# AREQUIPA RESIDENCIAL - FOTOS INTERESANTES!!



## Jose Perez (Aug 10, 2005)

Buscan por internet encontre algunas fotos de Arequipa residencial.Algunos son hasta de paginas de inmueblos characatos.

*Complejo en Cayma*

_Image deleted due to improper copyrights_

*La Villa Medica,los edificios mas altos de Arequipa.*

_Image deleted due to improper copyrights_

*Y como es un departamento en la Villa Medica?hay que subir....aca esta...*

_Image deleted due to improper copyrights_

*Y la vista desde la Villa Medica,muestra una zona plana de Arequipa.*

_Image deleted due to improper copyrights_

*Estas son zonas residenciales alejadas del centro de la ciudad,estan por el distrito de Sachaca,estas zonas recien estan creciendo,aun hay mucho terreno.*

_Image deleted due to improper copyrights_

*Selva Alegre unos de los distritos mas caros de la ciudad.(exepto una me las robe de Clau,jeje)*

_Image deleted due to improper copyrights_


































*El Vallecito , uno de los barrios mas conocidos de la ciudad.*


----------



## *ClauDia* (May 1, 2005)

jejeje naah no hay problema! Se ve muy bien arequipa residencial y bueno selva alegre es muy lindo pero un tanto solitario. Yo creo q si tuviera q elejir.. no sé tal vez viviría en vallecito.
Las vistas de sachaca estan buenísimas ! q lástima q cuando yo estuve el clima no jugo a mi favor.

Excelente thread


----------



## jessy21 (Jul 4, 2006)

qque linda es laciudad de arequipa , espero muy pronto visitarla.


----------



## J Block (Feb 16, 2004)

_Image deleted due to improper copyrights_

wow...regresando a 1970...

Hablando en serio, tan cheveres las fotos! Me encantan esas casas en Selva Alegre...ahí vivían mis tios abuelos con mis tíos.


----------



## Jose Perez (Aug 10, 2005)

from Trujillo said:


> buenas fotos, pero no se ve orden, se parece a Huancayo por los vacios de construcciones. Los invito a ver en PROYECTOS, como esta Trujillo, lamentablemente y con buena nota hace tiempo que los superamos en todo aspecto. Bienvenidos a nuestra ciudad de gente amable, culta y progresista.

▶ Extracto de datos:

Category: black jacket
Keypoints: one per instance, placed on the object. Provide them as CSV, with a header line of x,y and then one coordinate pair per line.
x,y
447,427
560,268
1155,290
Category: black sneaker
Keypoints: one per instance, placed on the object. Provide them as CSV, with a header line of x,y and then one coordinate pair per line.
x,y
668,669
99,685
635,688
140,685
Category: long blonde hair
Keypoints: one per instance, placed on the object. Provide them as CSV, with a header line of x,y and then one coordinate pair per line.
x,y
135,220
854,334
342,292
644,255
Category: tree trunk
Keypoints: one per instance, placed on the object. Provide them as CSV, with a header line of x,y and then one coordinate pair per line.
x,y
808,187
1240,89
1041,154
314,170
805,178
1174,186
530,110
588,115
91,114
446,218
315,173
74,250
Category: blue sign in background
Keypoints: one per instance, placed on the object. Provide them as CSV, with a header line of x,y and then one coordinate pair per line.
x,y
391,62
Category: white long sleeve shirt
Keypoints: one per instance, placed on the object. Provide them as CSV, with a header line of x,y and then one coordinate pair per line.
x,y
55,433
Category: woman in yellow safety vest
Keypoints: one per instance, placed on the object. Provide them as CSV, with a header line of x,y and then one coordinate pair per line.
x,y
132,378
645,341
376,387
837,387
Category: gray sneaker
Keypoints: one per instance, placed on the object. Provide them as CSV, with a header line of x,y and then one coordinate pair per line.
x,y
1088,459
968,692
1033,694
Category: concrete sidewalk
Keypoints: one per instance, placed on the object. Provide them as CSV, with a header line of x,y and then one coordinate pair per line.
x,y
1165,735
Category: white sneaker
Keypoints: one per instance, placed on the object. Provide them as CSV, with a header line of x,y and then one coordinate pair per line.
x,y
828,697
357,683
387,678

▶ Qué debes hacer:
1 > Traduce al inglés esta oración del hilo sobre Arequipa residencial: «Y la vista desde la Villa Medica,muestra una zona plana de Arequipa.»
2 > Continúa el hilo sobre Arequipa residencial a partir de su última línea.

▶ Respuestas:
1 > And the view from Villa Medica shows a flat area of Arequipa.

2 >
no se si leiste lo que puse.Esa zona es una zona nueva donde aun hay muchos terrenos.Con todo respeto y me alegra como esta desarrollando Trujillo,pero los barrios tradicionales de Arequipa Cayma,Yanahuara,Selva Alegre y el Vallecito superan aun a los barrios trujillanos.Estan mas desarrollados.Espero no ocasionar otro Arequipa vs. Trujillo,pero lo digo porque he estado en ambas ciudades hace poco.


----------



## YibrailMizrahi (Apr 25, 2006)

Buena recopilación de imágenes de la blanca ciudad!


----------



## Liquido (Apr 3, 2005)

muy lindo thread.


----------



## Carlos_"U" (Feb 13, 2006)

muy buenas imágenes, se ve muy bien las zonasresidenciales de Arequipa ... al forista from_trujillo te pediría q no hagas ese tipo de comentarios, puedes ocasionar problemas en el foro XD.


----------



## Jose Perez (Aug 10, 2005)

A mi me alegra que hay una ciudad que le esta haciendo la competencia a Arequipa,eso va ayudar que no se quede ninguna atras.Pero tenemos que ver que en Arequipa tambien hay harto proyecto,los proyectos no solo son en Trujillo,que no estamos poniendolos en el foro es otra cosa.Hay muchos edificios en construccion en Cayma,aparte del mall que sigue en miras.


----------



## elmiocid (Mar 11, 2006)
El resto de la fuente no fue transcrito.